*WORK INSTRUCTIONS*.
Please write out the lines below as a numbered list, from the start of the items up to and including the line with "x=305, y=173", skipping blank lines. Leave the pictures out of the answer.

(Stored dataset items)
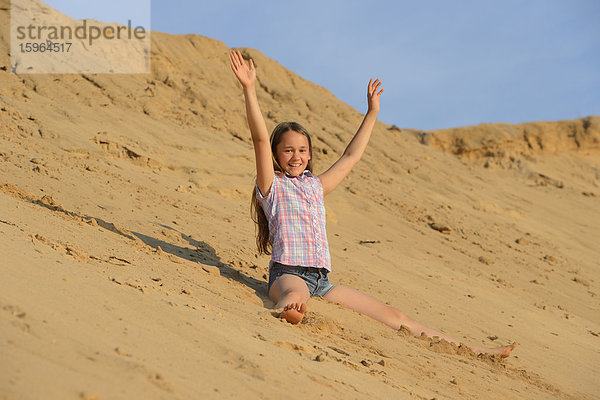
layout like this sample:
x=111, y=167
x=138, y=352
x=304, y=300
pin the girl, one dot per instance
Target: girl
x=289, y=209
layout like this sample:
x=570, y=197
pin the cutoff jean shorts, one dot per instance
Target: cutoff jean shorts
x=317, y=279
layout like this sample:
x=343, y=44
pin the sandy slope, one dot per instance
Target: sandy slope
x=129, y=268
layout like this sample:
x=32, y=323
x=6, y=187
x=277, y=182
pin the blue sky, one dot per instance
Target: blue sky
x=443, y=63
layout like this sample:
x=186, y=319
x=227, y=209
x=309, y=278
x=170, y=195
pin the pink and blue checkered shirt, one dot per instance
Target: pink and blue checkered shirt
x=295, y=209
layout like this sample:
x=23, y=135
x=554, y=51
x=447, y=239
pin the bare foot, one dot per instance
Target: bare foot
x=293, y=313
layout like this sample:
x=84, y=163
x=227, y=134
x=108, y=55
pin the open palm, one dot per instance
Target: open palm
x=245, y=73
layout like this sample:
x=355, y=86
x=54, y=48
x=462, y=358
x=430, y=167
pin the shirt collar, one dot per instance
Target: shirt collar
x=305, y=173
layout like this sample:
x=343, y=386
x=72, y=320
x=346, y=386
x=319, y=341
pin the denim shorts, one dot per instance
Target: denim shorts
x=317, y=279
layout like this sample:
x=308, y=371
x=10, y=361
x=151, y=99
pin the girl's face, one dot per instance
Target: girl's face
x=293, y=152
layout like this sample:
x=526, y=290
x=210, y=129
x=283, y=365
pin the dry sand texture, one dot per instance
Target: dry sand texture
x=128, y=261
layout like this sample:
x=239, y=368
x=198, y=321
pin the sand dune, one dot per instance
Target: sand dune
x=129, y=268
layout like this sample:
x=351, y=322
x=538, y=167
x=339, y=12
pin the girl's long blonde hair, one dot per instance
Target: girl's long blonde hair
x=263, y=239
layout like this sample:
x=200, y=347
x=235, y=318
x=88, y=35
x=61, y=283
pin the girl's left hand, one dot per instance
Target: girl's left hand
x=373, y=95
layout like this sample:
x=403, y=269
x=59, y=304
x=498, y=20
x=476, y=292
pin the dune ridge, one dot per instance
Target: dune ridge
x=130, y=271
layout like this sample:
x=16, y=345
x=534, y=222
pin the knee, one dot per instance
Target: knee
x=399, y=317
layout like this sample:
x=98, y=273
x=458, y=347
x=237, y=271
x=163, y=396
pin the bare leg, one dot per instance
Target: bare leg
x=290, y=293
x=369, y=306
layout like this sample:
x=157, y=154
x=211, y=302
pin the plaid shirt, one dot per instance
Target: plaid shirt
x=295, y=209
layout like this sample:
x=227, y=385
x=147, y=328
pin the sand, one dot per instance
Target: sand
x=129, y=268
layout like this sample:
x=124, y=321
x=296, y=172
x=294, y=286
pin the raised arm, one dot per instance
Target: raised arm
x=331, y=178
x=246, y=74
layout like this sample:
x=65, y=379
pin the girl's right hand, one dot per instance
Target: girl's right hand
x=245, y=74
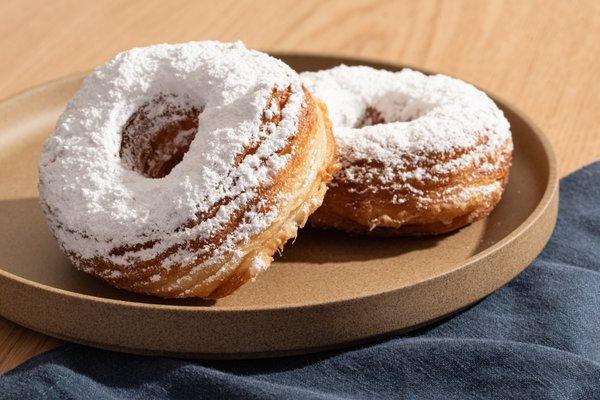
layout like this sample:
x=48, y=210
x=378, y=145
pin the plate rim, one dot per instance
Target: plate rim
x=545, y=202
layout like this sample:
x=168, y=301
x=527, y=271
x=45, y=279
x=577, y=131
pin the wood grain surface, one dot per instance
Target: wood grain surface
x=542, y=56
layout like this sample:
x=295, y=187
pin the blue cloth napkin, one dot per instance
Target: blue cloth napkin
x=538, y=337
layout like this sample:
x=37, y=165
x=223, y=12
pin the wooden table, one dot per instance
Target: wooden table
x=542, y=56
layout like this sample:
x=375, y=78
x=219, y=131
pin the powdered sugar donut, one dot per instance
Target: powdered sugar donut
x=178, y=170
x=420, y=154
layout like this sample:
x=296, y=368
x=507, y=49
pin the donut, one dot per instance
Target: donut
x=420, y=155
x=177, y=170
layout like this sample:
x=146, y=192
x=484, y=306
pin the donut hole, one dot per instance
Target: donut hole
x=158, y=134
x=392, y=107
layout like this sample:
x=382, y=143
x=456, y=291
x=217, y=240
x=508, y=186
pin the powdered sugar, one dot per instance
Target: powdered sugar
x=94, y=201
x=424, y=117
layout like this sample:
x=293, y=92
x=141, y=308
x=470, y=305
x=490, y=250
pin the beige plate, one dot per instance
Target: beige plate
x=327, y=290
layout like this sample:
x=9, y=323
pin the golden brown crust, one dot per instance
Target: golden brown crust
x=435, y=207
x=294, y=192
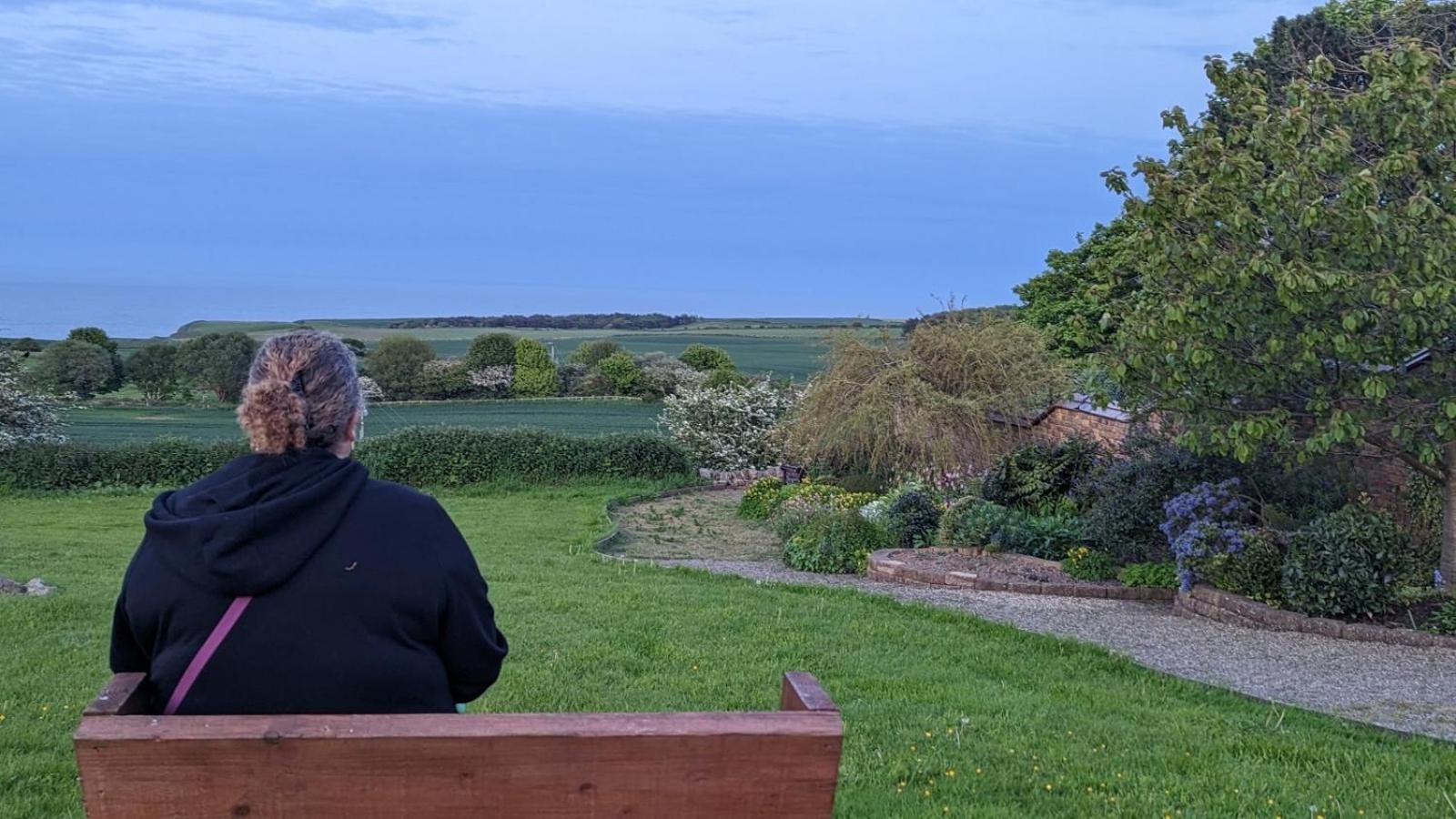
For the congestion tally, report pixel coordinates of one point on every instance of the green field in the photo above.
(944, 714)
(781, 346)
(560, 414)
(785, 347)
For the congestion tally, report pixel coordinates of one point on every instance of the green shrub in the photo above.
(535, 375)
(450, 457)
(1123, 500)
(800, 503)
(912, 519)
(421, 457)
(491, 350)
(399, 366)
(1150, 574)
(1254, 571)
(622, 370)
(1445, 620)
(1047, 537)
(834, 542)
(1424, 511)
(762, 499)
(1123, 503)
(1343, 564)
(1038, 479)
(706, 359)
(79, 465)
(972, 522)
(1088, 564)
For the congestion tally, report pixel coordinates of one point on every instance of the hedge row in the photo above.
(421, 457)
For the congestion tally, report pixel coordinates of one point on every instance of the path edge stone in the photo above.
(883, 567)
(1206, 602)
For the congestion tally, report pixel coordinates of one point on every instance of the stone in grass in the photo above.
(35, 586)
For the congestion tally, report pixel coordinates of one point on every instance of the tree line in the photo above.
(398, 368)
(570, 321)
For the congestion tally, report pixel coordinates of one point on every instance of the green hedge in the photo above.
(451, 457)
(421, 457)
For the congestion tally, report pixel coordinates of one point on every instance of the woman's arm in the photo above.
(127, 653)
(470, 646)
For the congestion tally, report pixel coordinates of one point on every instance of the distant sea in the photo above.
(50, 309)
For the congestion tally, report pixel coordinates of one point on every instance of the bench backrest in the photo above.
(692, 763)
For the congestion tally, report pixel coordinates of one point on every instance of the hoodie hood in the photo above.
(249, 526)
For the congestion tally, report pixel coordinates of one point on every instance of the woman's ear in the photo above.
(351, 435)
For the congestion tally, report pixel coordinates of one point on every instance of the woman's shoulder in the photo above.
(386, 496)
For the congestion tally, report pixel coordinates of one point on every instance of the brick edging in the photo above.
(1225, 606)
(883, 567)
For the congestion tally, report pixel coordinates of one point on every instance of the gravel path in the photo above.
(1410, 690)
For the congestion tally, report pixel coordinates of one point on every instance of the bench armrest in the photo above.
(803, 693)
(123, 695)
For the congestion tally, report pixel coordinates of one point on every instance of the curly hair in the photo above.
(302, 390)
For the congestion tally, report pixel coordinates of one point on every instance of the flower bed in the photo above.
(1235, 610)
(983, 571)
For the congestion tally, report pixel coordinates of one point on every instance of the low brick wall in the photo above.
(739, 477)
(885, 567)
(1235, 610)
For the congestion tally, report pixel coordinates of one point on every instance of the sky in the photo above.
(169, 160)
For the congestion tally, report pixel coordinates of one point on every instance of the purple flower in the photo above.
(1205, 522)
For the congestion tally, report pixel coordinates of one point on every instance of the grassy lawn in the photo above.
(104, 424)
(945, 714)
(695, 525)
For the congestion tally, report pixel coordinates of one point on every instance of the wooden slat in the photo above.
(803, 693)
(123, 695)
(482, 775)
(436, 765)
(456, 726)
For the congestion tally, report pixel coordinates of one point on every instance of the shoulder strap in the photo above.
(226, 624)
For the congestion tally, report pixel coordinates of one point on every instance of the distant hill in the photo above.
(538, 321)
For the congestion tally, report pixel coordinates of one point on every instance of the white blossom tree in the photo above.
(24, 417)
(728, 428)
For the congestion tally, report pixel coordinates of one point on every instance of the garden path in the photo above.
(1397, 687)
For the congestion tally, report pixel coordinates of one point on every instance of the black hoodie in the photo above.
(368, 599)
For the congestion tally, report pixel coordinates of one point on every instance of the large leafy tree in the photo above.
(75, 366)
(24, 417)
(1341, 33)
(938, 399)
(98, 337)
(399, 365)
(1296, 264)
(155, 370)
(218, 361)
(1079, 295)
(491, 350)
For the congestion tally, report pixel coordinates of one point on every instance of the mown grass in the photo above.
(945, 714)
(120, 424)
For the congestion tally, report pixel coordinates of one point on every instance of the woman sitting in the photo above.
(288, 581)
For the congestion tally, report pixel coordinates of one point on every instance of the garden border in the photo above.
(626, 500)
(883, 567)
(1235, 610)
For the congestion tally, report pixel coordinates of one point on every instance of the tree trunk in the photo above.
(1449, 535)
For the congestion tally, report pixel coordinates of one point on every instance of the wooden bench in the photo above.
(692, 763)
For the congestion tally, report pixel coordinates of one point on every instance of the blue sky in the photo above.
(181, 159)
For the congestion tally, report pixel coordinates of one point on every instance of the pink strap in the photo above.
(206, 653)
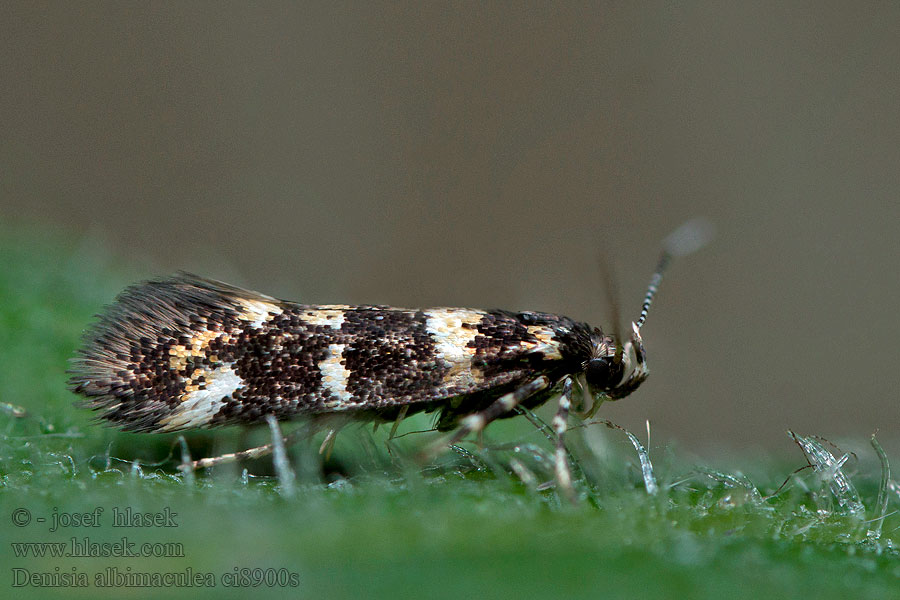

*TASK SOLUTION*.
1. layout like this sample:
2. x=111, y=167
3. x=138, y=352
4. x=304, y=300
5. pin the girl, one dot per instance
6. Target: girl
7. x=289, y=209
8. layout like this sample:
9. x=570, y=197
10. pin the cutoff jean shorts, one dot per instance
11. Target: cutoff jean shorts
12. x=317, y=279
13. layout like this sample:
14. x=343, y=44
15. pin the sandy slope, one dot per instance
16. Target: sandy slope
17. x=129, y=268
18. layout like this sample:
19. x=32, y=323
20. x=6, y=187
21. x=277, y=182
22. pin the blue sky, one dot per instance
23. Target: blue sky
24. x=443, y=63
25. layout like this sample:
26. x=186, y=319
27. x=227, y=209
28. x=309, y=278
29. x=170, y=195
30. pin the pink and blue checkered shirt, one dot per instance
31. Target: pink and blue checkered shirt
32. x=295, y=209
33. layout like this sample:
34. x=23, y=135
35. x=554, y=51
36. x=447, y=239
37. pin the bare foot, one dot per instance
38. Target: bare foot
39. x=293, y=313
40. layout like this sample:
41. x=84, y=163
42. x=227, y=134
43. x=108, y=55
44. pin the open palm, one dot per instance
45. Target: open palm
46. x=245, y=73
47. layout like this sample:
48. x=355, y=86
49. x=54, y=48
50. x=462, y=358
51. x=430, y=167
52. pin the shirt collar, one dot per instance
53. Target: shirt collar
54. x=305, y=173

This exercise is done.